Switch every "photo" to "image" in all the lines below, change nothing else, and leave the pictures out.

○ ○ ○ ○ ○ ○ ○

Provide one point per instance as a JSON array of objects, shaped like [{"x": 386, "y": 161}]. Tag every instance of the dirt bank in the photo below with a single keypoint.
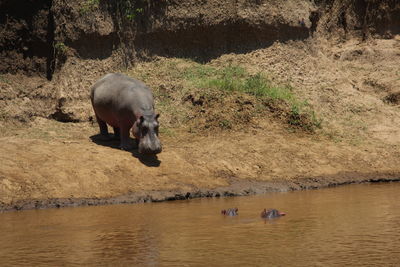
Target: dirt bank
[{"x": 340, "y": 66}]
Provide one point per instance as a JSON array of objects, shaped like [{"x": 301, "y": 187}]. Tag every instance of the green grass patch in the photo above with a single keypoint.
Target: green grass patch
[{"x": 237, "y": 79}]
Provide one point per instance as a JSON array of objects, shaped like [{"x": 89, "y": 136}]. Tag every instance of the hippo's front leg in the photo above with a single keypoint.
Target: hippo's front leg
[{"x": 104, "y": 136}]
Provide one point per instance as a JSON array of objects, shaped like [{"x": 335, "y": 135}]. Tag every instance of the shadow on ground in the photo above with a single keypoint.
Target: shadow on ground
[{"x": 148, "y": 160}]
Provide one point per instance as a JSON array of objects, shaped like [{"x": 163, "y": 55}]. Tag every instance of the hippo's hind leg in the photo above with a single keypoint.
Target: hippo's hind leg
[
  {"x": 104, "y": 136},
  {"x": 124, "y": 137},
  {"x": 117, "y": 133}
]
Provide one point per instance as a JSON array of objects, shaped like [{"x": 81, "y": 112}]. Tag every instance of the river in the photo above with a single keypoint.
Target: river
[{"x": 355, "y": 225}]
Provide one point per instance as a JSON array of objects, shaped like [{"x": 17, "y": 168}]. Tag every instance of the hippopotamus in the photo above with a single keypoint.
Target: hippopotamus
[
  {"x": 271, "y": 213},
  {"x": 230, "y": 212},
  {"x": 126, "y": 103}
]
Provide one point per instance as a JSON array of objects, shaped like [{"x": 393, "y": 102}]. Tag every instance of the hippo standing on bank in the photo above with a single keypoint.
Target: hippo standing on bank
[{"x": 125, "y": 103}]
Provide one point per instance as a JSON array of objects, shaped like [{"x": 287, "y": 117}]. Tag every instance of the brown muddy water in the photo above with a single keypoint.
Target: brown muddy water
[{"x": 356, "y": 225}]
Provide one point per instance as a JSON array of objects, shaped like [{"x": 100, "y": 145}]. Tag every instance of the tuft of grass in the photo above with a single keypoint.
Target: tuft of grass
[
  {"x": 207, "y": 87},
  {"x": 237, "y": 79},
  {"x": 89, "y": 5}
]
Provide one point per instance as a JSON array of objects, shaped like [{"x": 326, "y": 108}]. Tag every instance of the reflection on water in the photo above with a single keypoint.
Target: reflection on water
[{"x": 354, "y": 225}]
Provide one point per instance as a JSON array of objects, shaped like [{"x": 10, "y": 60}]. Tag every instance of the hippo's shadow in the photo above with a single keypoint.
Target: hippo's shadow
[{"x": 148, "y": 160}]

○ ○ ○ ○ ○ ○ ○

Full answer →
Provide one point per instance as a JSON array of objects, shaped like [{"x": 386, "y": 161}]. Tag every instance of the dirt bank in the image below with a single keypoint.
Target: dirt bank
[{"x": 340, "y": 66}]
Provide one point per instance as a JSON array of objects, shaped like [{"x": 301, "y": 187}]. Tag every instance of the green grass patch in the image above with a single keypoint.
Target: green grass patch
[{"x": 237, "y": 79}]
Provide one point per instance as a JSON array of objects, shaped like [{"x": 89, "y": 136}]. Tag every instance of the hippo's front leg in the image above with a single keypoint.
Target: hippo's front leg
[{"x": 104, "y": 136}]
Provide one point per instance as a JSON array of objects, shaped like [{"x": 335, "y": 135}]. Tag every instance of the shadow on ground in the image above with a single keypoint.
Target: shadow on ground
[{"x": 148, "y": 160}]
Provide one point per instance as a JSON array of objects, shaped like [{"x": 163, "y": 55}]. Tag every instance of the hippo's hind leg in the image above with a single keypoint.
Target: hippo's hind leg
[
  {"x": 104, "y": 136},
  {"x": 124, "y": 137},
  {"x": 117, "y": 133}
]
Provide one point per instance as a JSON array of objects, shaped like [{"x": 81, "y": 112}]. Tag every instance of the river in the image above with a single keypoint.
Target: river
[{"x": 355, "y": 225}]
Provide one point per instance as a JSON array of objects, shaped like [{"x": 17, "y": 168}]. Tag every instance of the hippopotamus in the image above with a single keypoint.
Target: hippopotamus
[
  {"x": 271, "y": 213},
  {"x": 230, "y": 212},
  {"x": 126, "y": 103}
]
Provide one point per instance as a JSON array of objects, shaped like [{"x": 393, "y": 102}]. Tag every instance of the hippo standing on bank in the image above with a single keypoint.
Target: hippo standing on bank
[{"x": 125, "y": 103}]
Provide one point per instance as a JSON array of objects, shaped like [{"x": 287, "y": 117}]. Tag every instance of the brown muddy water in the image above with a single keypoint.
Target: brown muddy water
[{"x": 356, "y": 225}]
Provide one point per instance as a JSON array of objects, shaped like [{"x": 100, "y": 145}]. Tag every instance of the tuft of grass in the image above with a single keypoint.
Target: tuft of grass
[
  {"x": 207, "y": 87},
  {"x": 237, "y": 79},
  {"x": 89, "y": 5}
]
Provide one point per instance as a JSON array of objects, shaped like [{"x": 326, "y": 108}]. Tag every instance of the reflection on water in the image above with a single keypoint.
Target: reflection on water
[{"x": 354, "y": 225}]
Provide one point per instance as a JSON array of objects, shaped like [{"x": 10, "y": 60}]. Tag every instance of the hippo's shadow in the image above with a single keypoint.
Target: hippo's shadow
[{"x": 148, "y": 160}]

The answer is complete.